| What you are asked to do |
Rescale the part of the listing from the line containing "segment the green tree" down through the end of the listing, both ends included. Reproduce only those lines, requests and all, with every polygon vertex coordinate in the answers multiplied by 0.6 and rounded to a whole number, halves rounding up.

| Source material |
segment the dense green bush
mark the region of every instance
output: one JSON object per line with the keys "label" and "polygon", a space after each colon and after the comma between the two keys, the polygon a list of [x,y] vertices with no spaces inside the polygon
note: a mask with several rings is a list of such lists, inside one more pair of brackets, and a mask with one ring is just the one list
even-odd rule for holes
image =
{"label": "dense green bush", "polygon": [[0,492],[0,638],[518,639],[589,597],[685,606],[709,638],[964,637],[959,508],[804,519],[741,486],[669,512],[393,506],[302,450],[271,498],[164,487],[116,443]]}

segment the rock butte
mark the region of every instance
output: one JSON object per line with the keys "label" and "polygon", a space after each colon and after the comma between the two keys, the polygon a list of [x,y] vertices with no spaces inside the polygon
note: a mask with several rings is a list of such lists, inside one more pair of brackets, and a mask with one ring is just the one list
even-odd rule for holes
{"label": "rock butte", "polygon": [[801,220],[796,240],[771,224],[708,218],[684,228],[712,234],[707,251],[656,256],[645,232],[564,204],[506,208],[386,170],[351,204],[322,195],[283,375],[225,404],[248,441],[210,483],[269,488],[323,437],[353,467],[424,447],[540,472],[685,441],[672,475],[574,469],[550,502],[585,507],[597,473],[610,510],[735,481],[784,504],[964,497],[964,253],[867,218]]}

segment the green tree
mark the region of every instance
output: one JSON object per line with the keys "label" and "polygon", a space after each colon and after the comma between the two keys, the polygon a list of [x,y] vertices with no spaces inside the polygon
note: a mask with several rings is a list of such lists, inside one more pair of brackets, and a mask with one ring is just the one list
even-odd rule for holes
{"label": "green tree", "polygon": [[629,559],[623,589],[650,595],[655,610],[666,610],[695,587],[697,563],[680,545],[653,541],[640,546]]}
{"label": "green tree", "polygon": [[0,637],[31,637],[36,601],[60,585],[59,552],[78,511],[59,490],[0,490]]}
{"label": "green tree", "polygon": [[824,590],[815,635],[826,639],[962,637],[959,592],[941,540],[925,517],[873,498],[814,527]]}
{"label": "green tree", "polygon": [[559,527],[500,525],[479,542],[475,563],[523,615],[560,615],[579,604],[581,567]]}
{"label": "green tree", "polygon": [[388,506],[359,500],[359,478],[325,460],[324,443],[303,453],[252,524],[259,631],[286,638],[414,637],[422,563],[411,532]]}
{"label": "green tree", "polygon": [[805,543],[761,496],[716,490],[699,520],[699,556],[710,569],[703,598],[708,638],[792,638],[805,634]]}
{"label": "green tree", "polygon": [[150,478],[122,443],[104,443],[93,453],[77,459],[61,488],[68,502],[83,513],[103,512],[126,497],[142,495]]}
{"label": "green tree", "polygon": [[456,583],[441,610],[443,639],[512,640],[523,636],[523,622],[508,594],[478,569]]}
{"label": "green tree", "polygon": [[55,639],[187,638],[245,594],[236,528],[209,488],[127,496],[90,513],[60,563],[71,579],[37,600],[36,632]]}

| Answer in full |
segment the green tree
mark the region of every instance
output: one JSON object per line with the keys "label" and "polygon", a space after each colon and after the comma between the two keys, the polygon a list of [x,y] vertices with no spaces inside the polygon
note: a mask with several rings is a list of such lists, inside one more pair of brackets, and a mask with one ring is just the one list
even-odd rule for holes
{"label": "green tree", "polygon": [[377,335],[374,353],[390,357],[393,366],[400,366],[417,352],[418,338],[408,327],[392,325],[384,328]]}
{"label": "green tree", "polygon": [[0,382],[19,382],[22,361],[36,351],[35,331],[47,307],[35,294],[0,294]]}
{"label": "green tree", "polygon": [[494,354],[489,381],[496,383],[577,382],[575,355],[565,324],[555,310],[524,299],[488,316]]}
{"label": "green tree", "polygon": [[335,316],[300,315],[287,325],[285,338],[314,369],[336,369],[347,362],[349,340]]}
{"label": "green tree", "polygon": [[233,304],[215,300],[215,287],[195,276],[194,266],[182,272],[151,314],[155,379],[172,383],[248,382],[253,338],[247,319]]}
{"label": "green tree", "polygon": [[483,326],[457,298],[430,294],[419,312],[419,334],[426,341],[422,359],[425,383],[475,383],[483,380]]}
{"label": "green tree", "polygon": [[90,287],[73,266],[62,266],[56,272],[46,275],[37,293],[41,301],[50,308],[62,307],[76,298],[85,297]]}
{"label": "green tree", "polygon": [[274,350],[265,366],[266,383],[307,384],[314,382],[314,373],[305,356],[287,341]]}
{"label": "green tree", "polygon": [[33,383],[112,383],[147,356],[142,317],[125,293],[76,298],[54,308],[36,338],[43,347],[22,360],[22,379]]}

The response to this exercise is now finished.